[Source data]
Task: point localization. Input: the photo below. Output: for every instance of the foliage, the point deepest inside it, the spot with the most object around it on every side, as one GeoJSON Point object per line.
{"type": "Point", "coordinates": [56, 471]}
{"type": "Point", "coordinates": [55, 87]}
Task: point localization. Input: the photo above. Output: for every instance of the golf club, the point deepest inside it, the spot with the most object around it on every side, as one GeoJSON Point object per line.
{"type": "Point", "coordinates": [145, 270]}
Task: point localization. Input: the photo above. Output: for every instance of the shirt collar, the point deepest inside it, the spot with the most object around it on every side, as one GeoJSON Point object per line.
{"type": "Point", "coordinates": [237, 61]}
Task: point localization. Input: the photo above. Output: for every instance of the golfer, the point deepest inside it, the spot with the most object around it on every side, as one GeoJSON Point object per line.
==
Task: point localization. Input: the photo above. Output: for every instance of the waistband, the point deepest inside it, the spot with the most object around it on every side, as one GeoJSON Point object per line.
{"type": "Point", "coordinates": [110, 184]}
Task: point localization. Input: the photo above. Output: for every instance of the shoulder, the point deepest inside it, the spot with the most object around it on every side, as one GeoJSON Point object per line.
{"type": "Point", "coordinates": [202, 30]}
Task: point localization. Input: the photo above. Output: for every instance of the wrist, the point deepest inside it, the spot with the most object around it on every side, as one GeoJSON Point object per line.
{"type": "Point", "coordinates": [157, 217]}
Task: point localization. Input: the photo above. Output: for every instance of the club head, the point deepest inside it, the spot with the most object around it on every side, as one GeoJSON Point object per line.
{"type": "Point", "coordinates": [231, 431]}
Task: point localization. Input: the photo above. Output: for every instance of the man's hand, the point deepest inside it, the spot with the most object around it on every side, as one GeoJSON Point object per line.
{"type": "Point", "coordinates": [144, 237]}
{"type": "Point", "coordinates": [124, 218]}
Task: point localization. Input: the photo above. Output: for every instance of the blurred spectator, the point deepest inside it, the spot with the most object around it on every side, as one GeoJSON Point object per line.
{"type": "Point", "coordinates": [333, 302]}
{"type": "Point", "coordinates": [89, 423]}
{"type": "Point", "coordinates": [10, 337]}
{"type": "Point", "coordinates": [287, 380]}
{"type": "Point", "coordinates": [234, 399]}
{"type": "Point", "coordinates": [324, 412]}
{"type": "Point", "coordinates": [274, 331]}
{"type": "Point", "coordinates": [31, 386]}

# What the exercise asks
Pull out every row above that contains the string "club", and copy each of those rows in full.

# Output of the task
Task: point localization. Input: the photo above. Output: for every instance of the golf club, the point deepest inside it, the spot with the most object around it on every side, as one GeoJSON Point object per line.
Task: point localization. Input: the photo above. Output: for every instance of the club head, the point deepest inside it, the spot with the most object around it on every side, as one GeoJSON Point object per line.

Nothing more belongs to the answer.